Task details -> Extract the lines exactly as they appear, starting from the first line of the excerpt through the line holding "553 443 L 526", inclusive.

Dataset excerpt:
=-=-=
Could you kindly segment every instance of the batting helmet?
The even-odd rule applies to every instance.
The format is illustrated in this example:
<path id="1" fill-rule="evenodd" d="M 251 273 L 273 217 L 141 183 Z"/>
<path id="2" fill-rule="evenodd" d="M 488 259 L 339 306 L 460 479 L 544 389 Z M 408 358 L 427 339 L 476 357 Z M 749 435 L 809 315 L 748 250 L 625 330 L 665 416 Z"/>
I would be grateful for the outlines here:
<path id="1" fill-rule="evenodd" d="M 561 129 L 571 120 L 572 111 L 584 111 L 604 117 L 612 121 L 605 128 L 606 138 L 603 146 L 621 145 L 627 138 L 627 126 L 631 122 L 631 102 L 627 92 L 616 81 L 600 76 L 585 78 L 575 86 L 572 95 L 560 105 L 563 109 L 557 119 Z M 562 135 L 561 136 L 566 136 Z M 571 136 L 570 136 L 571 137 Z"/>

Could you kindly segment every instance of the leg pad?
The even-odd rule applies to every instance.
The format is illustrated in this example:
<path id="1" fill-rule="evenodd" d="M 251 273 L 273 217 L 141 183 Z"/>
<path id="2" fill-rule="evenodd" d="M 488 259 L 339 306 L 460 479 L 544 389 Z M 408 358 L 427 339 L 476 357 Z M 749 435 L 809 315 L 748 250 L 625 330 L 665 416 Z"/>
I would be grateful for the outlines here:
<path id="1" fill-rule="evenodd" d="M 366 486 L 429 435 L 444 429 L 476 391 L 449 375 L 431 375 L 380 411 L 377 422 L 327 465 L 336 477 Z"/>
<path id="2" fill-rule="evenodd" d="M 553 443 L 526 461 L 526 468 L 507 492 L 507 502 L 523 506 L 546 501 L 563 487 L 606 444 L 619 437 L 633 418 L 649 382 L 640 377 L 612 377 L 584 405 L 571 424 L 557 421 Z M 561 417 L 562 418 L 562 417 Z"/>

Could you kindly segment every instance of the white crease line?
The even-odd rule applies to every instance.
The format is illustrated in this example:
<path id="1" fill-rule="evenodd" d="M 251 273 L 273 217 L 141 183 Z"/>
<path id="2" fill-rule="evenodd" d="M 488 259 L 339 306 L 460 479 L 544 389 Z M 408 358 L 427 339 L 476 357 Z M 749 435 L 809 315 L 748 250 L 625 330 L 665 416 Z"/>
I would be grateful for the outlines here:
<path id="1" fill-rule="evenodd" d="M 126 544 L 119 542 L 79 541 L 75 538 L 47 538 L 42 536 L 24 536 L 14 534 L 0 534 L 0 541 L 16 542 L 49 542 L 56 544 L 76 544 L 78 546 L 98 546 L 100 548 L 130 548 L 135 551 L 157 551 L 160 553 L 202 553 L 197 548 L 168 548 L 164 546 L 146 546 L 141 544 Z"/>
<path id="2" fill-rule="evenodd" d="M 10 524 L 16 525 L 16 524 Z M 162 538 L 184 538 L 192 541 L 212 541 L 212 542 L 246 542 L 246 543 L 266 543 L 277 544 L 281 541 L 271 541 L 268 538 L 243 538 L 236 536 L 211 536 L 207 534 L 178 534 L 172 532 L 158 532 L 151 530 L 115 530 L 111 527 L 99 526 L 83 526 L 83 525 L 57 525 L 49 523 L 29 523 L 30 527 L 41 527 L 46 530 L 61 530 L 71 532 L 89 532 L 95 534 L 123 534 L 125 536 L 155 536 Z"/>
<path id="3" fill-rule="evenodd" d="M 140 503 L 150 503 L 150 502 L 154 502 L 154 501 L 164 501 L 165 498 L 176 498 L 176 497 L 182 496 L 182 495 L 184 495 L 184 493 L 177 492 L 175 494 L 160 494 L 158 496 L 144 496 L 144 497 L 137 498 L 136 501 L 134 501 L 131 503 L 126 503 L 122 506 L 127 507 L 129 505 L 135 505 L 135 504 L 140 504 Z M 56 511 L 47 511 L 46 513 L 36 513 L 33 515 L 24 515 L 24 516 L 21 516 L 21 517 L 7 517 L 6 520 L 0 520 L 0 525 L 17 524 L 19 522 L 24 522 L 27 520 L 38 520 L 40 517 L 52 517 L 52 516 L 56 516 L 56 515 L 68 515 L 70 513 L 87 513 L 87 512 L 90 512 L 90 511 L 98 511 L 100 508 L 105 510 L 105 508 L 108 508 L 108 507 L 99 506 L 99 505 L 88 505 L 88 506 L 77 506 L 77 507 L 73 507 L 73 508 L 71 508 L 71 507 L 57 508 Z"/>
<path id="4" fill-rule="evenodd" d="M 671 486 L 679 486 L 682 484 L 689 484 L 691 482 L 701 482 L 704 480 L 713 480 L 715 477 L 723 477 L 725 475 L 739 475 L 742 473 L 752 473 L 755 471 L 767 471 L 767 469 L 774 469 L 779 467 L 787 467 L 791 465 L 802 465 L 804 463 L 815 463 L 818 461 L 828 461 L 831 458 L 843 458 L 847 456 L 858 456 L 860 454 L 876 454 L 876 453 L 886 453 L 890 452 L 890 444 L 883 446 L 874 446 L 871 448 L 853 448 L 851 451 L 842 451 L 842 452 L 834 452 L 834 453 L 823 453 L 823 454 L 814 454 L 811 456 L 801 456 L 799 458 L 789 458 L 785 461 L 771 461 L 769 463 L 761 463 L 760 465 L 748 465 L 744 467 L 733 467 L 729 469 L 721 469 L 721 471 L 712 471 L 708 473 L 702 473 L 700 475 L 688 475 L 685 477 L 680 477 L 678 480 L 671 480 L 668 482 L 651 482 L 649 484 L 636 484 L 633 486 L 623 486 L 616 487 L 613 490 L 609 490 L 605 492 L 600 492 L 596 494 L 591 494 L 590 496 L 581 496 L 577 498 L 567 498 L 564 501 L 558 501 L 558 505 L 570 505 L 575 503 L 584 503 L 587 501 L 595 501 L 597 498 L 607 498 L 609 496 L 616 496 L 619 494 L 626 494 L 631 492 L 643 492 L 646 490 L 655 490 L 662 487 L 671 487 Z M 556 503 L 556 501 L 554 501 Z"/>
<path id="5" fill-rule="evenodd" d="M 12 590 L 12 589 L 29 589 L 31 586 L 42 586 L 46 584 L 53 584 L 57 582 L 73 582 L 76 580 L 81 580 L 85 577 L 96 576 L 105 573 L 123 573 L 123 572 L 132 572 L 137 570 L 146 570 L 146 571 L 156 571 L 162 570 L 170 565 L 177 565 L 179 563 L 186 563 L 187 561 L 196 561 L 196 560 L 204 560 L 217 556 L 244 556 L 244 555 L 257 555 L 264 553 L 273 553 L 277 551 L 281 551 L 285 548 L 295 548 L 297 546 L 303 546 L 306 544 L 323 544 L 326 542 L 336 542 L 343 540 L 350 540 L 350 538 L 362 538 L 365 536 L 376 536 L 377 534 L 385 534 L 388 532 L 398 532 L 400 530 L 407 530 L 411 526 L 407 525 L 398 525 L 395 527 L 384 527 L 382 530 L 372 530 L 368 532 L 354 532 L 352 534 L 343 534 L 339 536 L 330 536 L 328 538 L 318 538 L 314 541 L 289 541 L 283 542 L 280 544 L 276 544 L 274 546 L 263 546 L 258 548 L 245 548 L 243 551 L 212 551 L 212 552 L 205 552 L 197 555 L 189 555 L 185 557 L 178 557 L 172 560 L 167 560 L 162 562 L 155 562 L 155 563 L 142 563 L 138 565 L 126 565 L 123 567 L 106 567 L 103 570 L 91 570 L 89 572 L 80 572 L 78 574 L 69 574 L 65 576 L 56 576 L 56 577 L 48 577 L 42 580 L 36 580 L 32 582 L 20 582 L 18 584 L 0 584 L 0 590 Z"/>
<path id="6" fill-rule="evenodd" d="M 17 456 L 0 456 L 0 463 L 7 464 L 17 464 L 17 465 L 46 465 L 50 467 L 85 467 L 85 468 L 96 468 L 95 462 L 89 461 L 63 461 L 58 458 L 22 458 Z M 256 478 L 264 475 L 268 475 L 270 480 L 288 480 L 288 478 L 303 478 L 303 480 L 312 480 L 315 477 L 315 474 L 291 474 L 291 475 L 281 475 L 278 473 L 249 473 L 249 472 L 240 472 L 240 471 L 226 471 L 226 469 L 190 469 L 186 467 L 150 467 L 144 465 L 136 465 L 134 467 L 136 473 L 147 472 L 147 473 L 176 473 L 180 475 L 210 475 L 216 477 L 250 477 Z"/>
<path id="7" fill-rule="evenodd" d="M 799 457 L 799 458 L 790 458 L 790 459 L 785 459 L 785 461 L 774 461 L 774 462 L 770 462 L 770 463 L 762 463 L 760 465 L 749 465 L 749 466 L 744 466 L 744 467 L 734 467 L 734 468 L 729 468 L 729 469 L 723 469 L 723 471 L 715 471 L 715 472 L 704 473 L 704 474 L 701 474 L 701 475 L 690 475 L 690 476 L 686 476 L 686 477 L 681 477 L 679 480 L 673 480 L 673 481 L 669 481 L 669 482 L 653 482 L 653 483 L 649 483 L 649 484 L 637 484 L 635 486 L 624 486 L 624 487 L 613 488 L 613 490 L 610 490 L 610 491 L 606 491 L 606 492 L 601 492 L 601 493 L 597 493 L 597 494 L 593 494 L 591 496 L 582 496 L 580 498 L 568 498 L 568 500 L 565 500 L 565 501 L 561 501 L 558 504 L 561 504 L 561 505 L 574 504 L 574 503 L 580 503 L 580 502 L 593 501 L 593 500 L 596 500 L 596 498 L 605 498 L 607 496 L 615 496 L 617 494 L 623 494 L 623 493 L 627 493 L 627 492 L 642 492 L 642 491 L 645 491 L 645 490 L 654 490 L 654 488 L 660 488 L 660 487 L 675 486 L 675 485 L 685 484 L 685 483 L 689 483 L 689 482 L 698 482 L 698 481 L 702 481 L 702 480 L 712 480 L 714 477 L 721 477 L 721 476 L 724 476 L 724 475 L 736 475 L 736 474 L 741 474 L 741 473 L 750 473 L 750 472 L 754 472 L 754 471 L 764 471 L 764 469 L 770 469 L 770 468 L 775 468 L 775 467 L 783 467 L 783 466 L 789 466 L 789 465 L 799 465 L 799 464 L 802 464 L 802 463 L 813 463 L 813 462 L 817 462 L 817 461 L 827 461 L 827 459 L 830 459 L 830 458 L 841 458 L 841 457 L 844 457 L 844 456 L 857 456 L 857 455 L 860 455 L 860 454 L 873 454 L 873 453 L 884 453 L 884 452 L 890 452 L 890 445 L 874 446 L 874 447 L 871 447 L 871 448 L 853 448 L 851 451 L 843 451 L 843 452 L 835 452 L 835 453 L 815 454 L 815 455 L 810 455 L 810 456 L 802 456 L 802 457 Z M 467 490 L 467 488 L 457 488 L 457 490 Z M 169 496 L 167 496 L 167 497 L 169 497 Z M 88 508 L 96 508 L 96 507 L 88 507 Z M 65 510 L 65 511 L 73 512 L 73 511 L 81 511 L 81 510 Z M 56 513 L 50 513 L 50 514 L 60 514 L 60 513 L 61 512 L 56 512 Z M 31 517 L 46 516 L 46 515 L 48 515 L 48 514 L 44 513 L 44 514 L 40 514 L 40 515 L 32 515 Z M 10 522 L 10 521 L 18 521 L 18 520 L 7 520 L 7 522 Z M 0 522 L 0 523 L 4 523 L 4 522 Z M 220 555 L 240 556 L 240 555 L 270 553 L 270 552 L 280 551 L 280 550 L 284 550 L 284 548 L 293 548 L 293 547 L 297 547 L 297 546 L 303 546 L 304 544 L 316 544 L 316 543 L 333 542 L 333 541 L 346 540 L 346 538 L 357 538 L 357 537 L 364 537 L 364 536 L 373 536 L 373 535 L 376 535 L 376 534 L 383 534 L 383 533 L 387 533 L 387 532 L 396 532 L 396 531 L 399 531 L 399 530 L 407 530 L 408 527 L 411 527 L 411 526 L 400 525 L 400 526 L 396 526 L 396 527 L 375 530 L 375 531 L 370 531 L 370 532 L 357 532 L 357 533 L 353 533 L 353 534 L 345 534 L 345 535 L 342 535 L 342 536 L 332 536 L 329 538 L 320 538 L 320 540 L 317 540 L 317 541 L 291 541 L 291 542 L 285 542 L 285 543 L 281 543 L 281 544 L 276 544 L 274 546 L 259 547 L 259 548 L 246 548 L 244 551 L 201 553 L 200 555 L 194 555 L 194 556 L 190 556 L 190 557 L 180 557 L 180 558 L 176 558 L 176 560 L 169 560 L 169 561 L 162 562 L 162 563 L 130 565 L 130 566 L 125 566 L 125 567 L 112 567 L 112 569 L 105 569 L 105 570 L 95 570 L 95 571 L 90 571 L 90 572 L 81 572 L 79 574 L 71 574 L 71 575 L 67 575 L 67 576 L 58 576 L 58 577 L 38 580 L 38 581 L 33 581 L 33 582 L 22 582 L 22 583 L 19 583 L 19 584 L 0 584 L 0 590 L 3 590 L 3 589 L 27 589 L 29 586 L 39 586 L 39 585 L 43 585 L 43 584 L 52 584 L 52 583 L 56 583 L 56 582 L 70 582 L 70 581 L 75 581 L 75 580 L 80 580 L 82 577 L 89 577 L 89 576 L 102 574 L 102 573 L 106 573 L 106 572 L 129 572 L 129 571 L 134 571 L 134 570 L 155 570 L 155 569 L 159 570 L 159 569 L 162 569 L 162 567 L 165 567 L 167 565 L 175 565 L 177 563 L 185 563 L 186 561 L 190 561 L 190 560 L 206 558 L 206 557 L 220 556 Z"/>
=-=-=
Finished task ->
Could you kindly segment every instance of the batting helmet?
The even-odd rule applies to every instance.
The format is illustrated in this example:
<path id="1" fill-rule="evenodd" d="M 251 273 L 273 217 L 141 183 Z"/>
<path id="2" fill-rule="evenodd" d="M 488 259 L 339 306 L 460 479 L 544 389 Z M 408 358 L 427 339 L 476 357 Z M 749 435 L 809 315 L 748 250 L 625 330 L 665 416 Z"/>
I would be grateful for the outlines here:
<path id="1" fill-rule="evenodd" d="M 561 129 L 571 120 L 572 111 L 584 111 L 604 117 L 612 121 L 605 128 L 606 138 L 603 146 L 621 145 L 627 138 L 627 126 L 631 122 L 631 102 L 627 92 L 616 81 L 600 76 L 585 78 L 575 86 L 572 95 L 560 105 L 563 109 L 557 119 Z M 562 135 L 561 136 L 566 136 Z M 571 136 L 570 136 L 571 137 Z"/>

Could you kindly segment every instance of the leg pad?
The even-odd rule applies to every instance.
The format is illustrated in this example:
<path id="1" fill-rule="evenodd" d="M 251 273 L 273 217 L 141 183 Z"/>
<path id="2" fill-rule="evenodd" d="M 488 259 L 339 306 L 460 479 L 544 389 Z M 408 358 L 427 339 L 476 357 Z M 749 435 L 809 315 L 748 250 L 625 330 L 665 416 Z"/>
I would be grateful for the outlines here:
<path id="1" fill-rule="evenodd" d="M 366 486 L 429 435 L 444 429 L 476 391 L 449 375 L 431 375 L 380 411 L 377 422 L 327 465 L 336 477 Z"/>
<path id="2" fill-rule="evenodd" d="M 553 443 L 526 461 L 526 468 L 507 492 L 507 502 L 523 506 L 546 501 L 563 487 L 606 444 L 619 437 L 633 418 L 649 382 L 640 377 L 612 377 L 584 405 L 571 424 L 557 421 Z M 561 417 L 562 418 L 562 417 Z"/>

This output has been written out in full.